- WHAT THIS TASK INVOLVES
Render the listing lines from the one holding "You will act" through the one holding "[810,18,850,71]", inclusive, as a Markdown table with the columns Row and Listing line. Skip blank lines and leave the pictures out of the table.

# Start of PROVIDED DATA

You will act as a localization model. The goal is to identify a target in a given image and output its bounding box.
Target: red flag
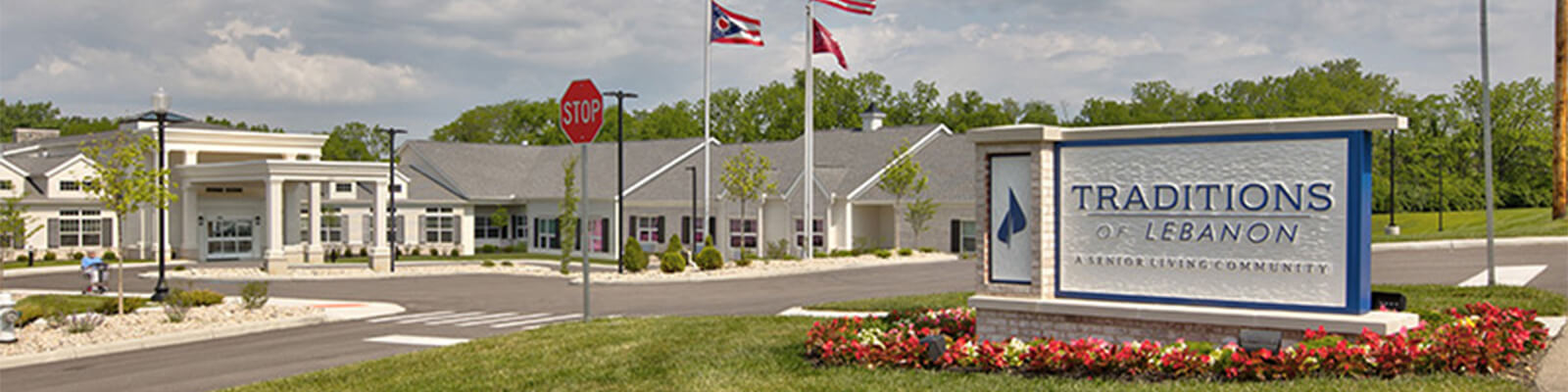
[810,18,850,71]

# End of PROVIDED DATA
# Start of PROVIDED DATA

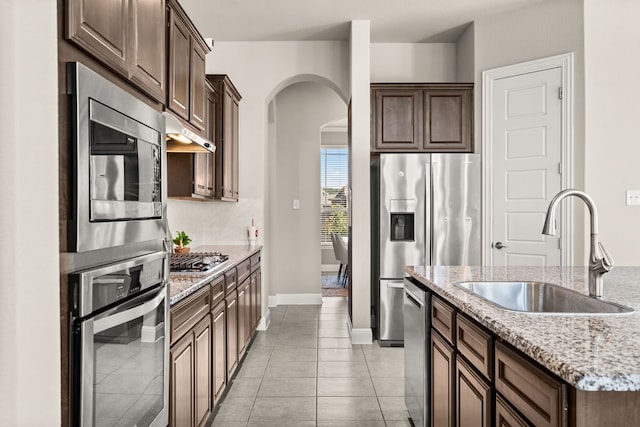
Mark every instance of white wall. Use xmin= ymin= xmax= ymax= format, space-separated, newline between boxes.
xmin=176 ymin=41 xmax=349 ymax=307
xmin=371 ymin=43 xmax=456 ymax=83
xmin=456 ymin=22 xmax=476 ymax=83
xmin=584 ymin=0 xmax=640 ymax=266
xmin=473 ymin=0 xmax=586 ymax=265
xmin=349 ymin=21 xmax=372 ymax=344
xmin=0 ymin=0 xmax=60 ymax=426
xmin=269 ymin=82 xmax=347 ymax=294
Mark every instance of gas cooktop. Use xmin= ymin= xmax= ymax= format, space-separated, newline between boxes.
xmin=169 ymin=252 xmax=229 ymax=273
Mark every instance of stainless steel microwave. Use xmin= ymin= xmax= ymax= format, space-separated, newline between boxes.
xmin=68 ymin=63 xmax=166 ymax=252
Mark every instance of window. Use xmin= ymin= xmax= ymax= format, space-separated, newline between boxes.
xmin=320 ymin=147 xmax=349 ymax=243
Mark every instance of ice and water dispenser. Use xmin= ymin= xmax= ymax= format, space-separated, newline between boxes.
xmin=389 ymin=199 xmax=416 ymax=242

# End of PROVIDED DATA
# Start of PROVIDED DATA

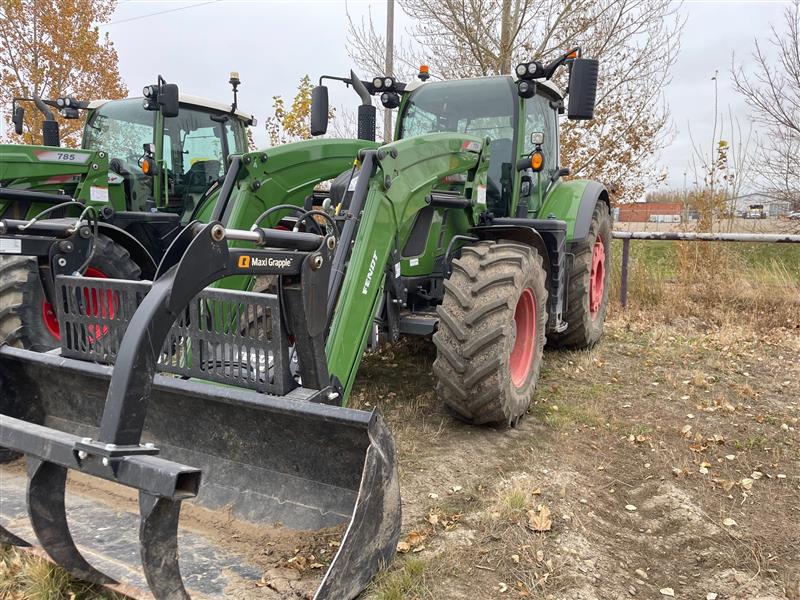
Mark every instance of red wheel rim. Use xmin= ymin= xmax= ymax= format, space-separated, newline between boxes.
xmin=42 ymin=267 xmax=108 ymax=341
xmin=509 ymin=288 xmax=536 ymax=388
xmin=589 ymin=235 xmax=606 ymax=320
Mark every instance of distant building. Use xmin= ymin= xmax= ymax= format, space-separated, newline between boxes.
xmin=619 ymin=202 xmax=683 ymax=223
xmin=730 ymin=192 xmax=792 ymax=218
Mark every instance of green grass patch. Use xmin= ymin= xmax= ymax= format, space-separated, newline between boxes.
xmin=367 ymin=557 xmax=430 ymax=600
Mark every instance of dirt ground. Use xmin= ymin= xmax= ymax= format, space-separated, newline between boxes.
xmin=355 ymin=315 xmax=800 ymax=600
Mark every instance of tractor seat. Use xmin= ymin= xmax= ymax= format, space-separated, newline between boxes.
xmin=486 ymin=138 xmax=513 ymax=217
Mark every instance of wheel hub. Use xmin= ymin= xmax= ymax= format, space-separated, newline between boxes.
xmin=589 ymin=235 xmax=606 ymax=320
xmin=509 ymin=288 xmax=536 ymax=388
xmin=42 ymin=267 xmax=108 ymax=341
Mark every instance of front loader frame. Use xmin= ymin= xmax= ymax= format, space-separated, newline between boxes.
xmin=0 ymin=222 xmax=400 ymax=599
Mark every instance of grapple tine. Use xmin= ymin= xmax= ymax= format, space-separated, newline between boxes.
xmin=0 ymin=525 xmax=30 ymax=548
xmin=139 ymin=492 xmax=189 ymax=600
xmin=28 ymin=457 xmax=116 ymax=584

# End of PROVIDED DATA

- OUTPUT OF THE TASK
| Row | Listing line |
|---|---|
| 1 | You will act as a localization model. The goal is to identify a target in a given image and output its bounding box. |
| 2 | Target: red flag |
| 3 | [810,18,850,71] |